==== Supplied data
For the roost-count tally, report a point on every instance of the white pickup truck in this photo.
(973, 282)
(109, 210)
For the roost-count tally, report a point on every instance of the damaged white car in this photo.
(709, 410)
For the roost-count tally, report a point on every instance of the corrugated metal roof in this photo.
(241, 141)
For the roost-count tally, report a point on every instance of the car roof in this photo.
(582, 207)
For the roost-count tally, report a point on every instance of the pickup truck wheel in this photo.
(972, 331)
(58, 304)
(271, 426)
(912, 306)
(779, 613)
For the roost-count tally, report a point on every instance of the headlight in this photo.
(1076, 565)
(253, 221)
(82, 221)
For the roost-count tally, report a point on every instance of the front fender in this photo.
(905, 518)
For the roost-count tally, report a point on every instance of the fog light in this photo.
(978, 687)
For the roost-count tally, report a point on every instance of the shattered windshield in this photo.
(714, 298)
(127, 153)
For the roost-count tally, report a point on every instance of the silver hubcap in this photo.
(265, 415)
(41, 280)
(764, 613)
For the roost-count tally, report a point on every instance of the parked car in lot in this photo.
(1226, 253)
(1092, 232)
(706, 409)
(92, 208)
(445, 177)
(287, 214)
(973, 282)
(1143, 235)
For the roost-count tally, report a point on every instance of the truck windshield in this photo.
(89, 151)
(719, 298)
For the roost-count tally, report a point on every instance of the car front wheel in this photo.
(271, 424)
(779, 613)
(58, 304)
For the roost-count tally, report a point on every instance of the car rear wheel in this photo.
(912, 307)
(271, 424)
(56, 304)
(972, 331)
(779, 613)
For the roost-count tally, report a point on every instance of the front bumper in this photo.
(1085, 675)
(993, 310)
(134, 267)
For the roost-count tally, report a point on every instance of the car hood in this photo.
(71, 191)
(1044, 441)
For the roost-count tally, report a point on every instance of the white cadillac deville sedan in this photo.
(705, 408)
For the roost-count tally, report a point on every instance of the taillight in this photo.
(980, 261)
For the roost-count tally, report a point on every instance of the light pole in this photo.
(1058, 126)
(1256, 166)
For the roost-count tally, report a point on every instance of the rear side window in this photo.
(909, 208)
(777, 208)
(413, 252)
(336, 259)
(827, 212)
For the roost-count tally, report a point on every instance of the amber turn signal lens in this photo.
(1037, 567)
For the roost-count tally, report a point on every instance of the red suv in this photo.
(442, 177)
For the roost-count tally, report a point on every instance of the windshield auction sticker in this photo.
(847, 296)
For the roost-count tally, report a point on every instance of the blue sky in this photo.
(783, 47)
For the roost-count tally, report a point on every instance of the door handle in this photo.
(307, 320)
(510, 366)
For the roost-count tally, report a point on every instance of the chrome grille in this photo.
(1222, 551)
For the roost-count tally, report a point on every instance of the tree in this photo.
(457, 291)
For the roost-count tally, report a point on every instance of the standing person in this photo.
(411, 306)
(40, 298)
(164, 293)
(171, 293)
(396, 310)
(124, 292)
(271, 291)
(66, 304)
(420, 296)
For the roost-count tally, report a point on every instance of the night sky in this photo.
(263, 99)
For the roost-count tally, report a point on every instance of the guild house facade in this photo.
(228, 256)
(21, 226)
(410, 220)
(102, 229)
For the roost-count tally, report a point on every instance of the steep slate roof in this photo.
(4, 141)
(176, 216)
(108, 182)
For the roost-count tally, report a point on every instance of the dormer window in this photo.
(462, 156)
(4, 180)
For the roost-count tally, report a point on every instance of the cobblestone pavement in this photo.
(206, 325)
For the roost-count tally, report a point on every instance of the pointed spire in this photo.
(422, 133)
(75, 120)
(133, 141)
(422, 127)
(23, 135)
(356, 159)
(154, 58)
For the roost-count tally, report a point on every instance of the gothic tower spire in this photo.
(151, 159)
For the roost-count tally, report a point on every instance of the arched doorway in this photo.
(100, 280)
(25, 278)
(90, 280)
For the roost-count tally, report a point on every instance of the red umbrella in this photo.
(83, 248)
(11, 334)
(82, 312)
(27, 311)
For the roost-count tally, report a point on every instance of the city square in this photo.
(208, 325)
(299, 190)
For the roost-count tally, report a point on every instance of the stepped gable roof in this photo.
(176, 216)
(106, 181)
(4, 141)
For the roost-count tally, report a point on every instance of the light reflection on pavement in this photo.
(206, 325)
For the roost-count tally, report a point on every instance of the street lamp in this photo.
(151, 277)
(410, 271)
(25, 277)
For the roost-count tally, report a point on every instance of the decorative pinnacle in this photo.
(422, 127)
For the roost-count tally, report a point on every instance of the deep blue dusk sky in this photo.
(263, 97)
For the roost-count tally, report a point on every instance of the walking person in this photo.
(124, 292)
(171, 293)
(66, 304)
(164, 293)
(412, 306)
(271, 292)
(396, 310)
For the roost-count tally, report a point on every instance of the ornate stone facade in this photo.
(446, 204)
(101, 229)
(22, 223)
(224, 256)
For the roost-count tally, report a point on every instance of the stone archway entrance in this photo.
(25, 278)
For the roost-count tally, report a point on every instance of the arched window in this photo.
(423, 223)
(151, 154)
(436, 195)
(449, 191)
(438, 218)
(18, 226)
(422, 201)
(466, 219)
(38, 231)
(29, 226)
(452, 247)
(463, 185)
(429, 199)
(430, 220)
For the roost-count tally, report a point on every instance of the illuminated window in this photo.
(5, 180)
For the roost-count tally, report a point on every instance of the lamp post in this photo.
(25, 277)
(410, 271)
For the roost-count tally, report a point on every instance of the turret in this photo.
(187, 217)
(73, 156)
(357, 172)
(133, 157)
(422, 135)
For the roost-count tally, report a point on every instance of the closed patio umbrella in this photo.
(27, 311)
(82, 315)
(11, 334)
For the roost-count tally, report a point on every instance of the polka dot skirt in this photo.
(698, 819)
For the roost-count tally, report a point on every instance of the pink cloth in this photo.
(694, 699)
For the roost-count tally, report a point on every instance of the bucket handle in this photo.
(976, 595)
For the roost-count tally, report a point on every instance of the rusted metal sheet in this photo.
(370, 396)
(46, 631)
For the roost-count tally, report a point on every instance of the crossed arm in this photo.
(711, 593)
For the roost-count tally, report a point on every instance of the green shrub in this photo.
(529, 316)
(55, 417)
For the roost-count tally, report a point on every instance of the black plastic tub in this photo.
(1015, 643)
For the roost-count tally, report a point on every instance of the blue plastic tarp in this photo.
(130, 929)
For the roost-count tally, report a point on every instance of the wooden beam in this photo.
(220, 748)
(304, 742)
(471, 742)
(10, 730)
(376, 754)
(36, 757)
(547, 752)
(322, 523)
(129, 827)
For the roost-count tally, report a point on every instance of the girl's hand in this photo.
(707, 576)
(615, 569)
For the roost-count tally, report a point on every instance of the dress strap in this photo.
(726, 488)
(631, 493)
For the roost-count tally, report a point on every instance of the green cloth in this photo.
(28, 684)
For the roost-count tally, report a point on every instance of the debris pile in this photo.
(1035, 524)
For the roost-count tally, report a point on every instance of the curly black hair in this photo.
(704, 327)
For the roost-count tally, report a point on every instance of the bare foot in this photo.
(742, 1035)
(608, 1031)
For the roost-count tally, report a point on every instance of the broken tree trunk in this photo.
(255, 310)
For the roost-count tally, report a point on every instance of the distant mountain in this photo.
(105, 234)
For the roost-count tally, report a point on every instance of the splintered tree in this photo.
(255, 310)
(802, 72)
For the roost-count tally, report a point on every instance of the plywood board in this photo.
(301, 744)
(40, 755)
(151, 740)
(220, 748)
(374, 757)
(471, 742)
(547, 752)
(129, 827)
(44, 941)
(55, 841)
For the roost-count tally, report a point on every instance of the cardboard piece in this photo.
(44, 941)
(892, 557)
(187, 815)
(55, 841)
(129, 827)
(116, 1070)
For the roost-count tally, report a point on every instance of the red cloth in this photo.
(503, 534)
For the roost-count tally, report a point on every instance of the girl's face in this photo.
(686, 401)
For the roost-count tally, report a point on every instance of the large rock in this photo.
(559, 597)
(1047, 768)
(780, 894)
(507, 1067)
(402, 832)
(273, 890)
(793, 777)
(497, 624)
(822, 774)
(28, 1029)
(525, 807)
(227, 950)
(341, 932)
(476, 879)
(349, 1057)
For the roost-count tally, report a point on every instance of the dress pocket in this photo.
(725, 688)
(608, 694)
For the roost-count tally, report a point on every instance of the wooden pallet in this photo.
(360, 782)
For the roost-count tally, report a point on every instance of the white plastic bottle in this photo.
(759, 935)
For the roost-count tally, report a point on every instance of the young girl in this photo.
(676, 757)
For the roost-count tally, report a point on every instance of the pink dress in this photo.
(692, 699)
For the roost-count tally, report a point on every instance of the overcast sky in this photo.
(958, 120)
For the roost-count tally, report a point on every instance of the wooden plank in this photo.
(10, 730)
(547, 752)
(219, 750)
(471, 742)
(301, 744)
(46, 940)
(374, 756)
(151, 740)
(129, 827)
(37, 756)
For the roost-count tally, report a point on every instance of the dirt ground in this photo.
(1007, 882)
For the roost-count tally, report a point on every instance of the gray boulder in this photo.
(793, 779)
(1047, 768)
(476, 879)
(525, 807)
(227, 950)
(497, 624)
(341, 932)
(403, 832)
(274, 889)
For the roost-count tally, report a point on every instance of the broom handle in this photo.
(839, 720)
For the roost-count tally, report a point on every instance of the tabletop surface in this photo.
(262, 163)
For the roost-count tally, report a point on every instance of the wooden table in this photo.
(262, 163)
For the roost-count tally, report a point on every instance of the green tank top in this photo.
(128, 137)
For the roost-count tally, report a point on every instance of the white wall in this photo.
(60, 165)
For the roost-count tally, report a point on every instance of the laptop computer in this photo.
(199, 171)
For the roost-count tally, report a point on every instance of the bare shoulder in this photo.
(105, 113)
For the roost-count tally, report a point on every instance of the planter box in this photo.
========
Aim of the exercise
Look for the line with "top in this photo." in the records above. Repeat it and each line after it exactly.

Your solution
For the roost-count tally, report a point on every instance of the green tank top in this photo.
(128, 137)
For the roost-count tally, report a point on every instance of the white wall in this photo.
(60, 165)
For the roost-count tally, report a point on every instance of the laptop computer in this photo.
(199, 171)
For the roost-count tally, report a point on every instance of the bare shoulder in this photo.
(105, 113)
For the roost-count tally, report a point on every instance of the planter box in this photo.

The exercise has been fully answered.